start Material to process

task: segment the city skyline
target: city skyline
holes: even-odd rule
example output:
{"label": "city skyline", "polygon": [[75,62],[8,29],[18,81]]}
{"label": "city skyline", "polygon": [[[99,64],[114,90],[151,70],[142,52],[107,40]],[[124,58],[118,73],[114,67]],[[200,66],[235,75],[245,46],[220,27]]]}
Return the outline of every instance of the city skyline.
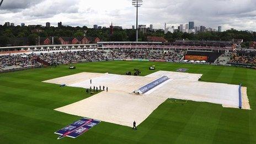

end Material to process

Extract every line of the records above word for word, leaving out any pictures.

task: segment the city skyline
target: city skyline
holes: even-odd rule
example output:
{"label": "city skyline", "polygon": [[75,62],[8,29],[18,81]]}
{"label": "city skyline", "polygon": [[[99,64],[114,90],[151,70],[142,52],[107,40]],[[124,58],[118,73],[114,67]],[[200,66],[235,75],[245,46],[220,27]]]}
Return the outline of every instance of the city skyline.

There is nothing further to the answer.